Budget européen (Questions cribles)
M. le président. - L'ordre du jour appelle les questions cribles thématiques sur le budget européen.
M. Simon Sutour . - Où en est la négociation sur le cadre financier 2014-2020 ? De l'avis général, le président de la République a bien négocié, même si nous aurions préféré un budget plus ambitieux ; mais l'essentiel a été préservé et des perspectives sont ouvertes dans des domaines clés. Restent quelques zones d'ombre cependant, notamment les moyens insuffisants du programme Erasmus et l'aide aux plus démunis. Mais le dernier mot n'est peut-être pas dit ; conformément au traité de Lisbonne, le Parlement européen doit désormais approuver le cadre financier pluriannuel de l'Union à la majorité de ses membres. J'ai donc mis le sujet à l'ordre du jour d'une réunion conjointe des commissions des affaires européennes de l'Assemblée nationale et du Sénat avec les membres français du Parlement européen. Un large soutien s'est dégagé aux propositions du Parlement européen, clauses de flexibilité et de revoyure, ressources propres. Quelle est la position du Gouvernement sur ces sujets ?

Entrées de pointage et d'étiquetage
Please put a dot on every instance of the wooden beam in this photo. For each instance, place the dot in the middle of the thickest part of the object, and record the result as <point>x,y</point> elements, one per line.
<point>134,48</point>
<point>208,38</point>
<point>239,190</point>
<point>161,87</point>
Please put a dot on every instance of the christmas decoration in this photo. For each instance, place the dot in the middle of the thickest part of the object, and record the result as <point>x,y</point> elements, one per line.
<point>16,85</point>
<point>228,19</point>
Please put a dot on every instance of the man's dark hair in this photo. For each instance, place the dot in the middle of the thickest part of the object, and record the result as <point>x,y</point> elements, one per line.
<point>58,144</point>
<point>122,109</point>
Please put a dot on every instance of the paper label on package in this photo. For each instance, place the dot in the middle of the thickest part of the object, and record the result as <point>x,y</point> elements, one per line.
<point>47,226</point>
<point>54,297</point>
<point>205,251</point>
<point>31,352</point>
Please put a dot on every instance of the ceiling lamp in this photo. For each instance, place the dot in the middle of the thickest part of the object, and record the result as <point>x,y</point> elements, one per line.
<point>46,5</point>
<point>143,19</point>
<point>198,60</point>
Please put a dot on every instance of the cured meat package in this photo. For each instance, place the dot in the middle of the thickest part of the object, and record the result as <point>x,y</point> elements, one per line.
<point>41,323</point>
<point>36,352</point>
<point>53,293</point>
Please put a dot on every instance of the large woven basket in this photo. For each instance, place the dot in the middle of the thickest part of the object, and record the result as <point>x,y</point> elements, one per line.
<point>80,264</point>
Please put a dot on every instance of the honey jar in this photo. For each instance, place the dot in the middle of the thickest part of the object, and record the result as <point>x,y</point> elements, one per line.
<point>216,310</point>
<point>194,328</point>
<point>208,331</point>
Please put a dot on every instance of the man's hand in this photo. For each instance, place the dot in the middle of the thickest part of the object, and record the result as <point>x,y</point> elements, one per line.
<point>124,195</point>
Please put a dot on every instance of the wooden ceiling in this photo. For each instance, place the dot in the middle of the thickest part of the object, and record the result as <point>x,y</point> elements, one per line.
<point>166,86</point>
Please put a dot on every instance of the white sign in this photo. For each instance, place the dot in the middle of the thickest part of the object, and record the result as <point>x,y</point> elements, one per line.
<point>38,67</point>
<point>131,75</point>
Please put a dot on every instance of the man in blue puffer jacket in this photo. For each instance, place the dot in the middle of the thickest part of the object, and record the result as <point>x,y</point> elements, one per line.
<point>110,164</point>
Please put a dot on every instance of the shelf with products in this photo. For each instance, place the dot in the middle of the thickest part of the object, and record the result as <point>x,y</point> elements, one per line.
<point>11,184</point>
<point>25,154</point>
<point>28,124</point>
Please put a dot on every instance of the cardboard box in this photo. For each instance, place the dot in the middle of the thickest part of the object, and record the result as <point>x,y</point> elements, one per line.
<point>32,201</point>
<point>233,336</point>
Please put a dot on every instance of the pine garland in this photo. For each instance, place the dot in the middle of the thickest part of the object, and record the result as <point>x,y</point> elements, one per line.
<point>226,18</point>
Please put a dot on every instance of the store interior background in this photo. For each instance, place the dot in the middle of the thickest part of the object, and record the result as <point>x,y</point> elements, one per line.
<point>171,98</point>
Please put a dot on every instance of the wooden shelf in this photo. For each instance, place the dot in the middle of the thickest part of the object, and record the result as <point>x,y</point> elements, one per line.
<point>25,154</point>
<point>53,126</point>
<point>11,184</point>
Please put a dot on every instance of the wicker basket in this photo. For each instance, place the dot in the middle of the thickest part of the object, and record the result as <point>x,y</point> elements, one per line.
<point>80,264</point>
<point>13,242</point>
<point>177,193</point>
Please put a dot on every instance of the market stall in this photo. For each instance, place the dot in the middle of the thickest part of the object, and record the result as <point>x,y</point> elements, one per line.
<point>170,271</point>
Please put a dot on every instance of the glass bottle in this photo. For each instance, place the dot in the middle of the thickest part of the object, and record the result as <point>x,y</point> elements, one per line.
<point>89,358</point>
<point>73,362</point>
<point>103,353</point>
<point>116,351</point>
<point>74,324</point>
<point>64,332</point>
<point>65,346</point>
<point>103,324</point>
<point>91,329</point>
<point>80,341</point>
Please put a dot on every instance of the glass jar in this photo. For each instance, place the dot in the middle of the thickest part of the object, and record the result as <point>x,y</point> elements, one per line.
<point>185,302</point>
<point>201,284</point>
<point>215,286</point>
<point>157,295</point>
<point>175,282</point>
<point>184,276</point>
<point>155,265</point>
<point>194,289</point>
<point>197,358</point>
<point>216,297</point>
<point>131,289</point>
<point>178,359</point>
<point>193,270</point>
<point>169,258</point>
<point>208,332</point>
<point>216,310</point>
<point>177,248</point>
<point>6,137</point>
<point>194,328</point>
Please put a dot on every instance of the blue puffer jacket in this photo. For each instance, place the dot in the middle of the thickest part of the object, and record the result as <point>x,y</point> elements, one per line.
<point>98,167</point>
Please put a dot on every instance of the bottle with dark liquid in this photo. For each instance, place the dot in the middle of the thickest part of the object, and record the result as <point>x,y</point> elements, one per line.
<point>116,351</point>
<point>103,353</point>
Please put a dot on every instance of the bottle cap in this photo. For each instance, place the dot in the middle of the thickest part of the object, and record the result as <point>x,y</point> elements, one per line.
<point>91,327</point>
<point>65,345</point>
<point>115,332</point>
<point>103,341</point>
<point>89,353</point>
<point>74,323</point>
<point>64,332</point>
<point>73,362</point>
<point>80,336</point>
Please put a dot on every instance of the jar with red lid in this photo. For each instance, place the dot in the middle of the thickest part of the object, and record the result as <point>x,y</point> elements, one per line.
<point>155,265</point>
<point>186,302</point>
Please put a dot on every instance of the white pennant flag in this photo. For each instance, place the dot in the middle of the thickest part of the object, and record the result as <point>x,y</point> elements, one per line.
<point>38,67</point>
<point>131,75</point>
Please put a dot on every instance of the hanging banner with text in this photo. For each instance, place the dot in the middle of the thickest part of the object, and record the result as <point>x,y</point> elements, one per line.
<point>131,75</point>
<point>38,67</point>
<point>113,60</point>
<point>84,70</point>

CONSIGNE 1: Extrayez intégralement le texte sur le budget européen, en le reproduisant mot pour mot.
CONSIGNE 2: Recopiez à l'identique les lignes, depuis celle qui contient « Please put a dot on every instance of the bottle cap » jusqu'à la dernière ligne, ces deux lignes comprises.

RÉPONSE ATTENDUE 1:
Budget européen (Questions cribles)
M. le président. - L'ordre du jour appelle les questions cribles thématiques sur le budget européen.
M. Simon Sutour . - Où en est la négociation sur le cadre financier 2014-2020 ? De l'avis général, le président de la République a bien négocié, même si nous aurions préféré un budget plus ambitieux ; mais l'essentiel a été préservé et des perspectives sont ouvertes dans des domaines clés. Restent quelques zones d'ombre cependant, notamment les moyens insuffisants du programme Erasmus et l'aide aux plus démunis. Mais le dernier mot n'est peut-être pas dit ; conformément au traité de Lisbonne, le Parlement européen doit désormais approuver le cadre financier pluriannuel de l'Union à la majorité de ses membres. J'ai donc mis le sujet à l'ordre du jour d'une réunion conjointe des commissions des affaires européennes de l'Assemblée nationale et du Sénat avec les membres français du Parlement européen. Un large soutien s'est dégagé aux propositions du Parlement européen, clauses de flexibilité et de revoyure, ressources propres. Quelle est la position du Gouvernement sur ces sujets ?

RÉPONSE ATTENDUE 2:
Please put a dot on every instance of the bottle cap in this photo. For each instance, place the dot in the middle of the thickest part of the object, and record the result as <point>x,y</point> elements, one per line.
<point>91,327</point>
<point>65,345</point>
<point>115,332</point>
<point>103,341</point>
<point>89,353</point>
<point>74,323</point>
<point>64,332</point>
<point>73,362</point>
<point>80,336</point>
Please put a dot on every instance of the jar with red lid in this photo. For each instance, place the dot in the middle of the thickest part of the object, and record the result as <point>x,y</point> elements, one per line.
<point>155,265</point>
<point>186,302</point>
Please put a dot on every instance of the white pennant flag in this photo. For each instance, place the dot in the middle of the thickest part of the object, and record the result as <point>x,y</point> elements, one per line.
<point>38,67</point>
<point>131,75</point>
Please put a dot on every instance of the hanging banner with text in this photo. For each instance, place the dot in the middle of the thickest part of the object, and record the result as <point>x,y</point> elements, one per line.
<point>131,75</point>
<point>38,67</point>
<point>113,60</point>
<point>84,70</point>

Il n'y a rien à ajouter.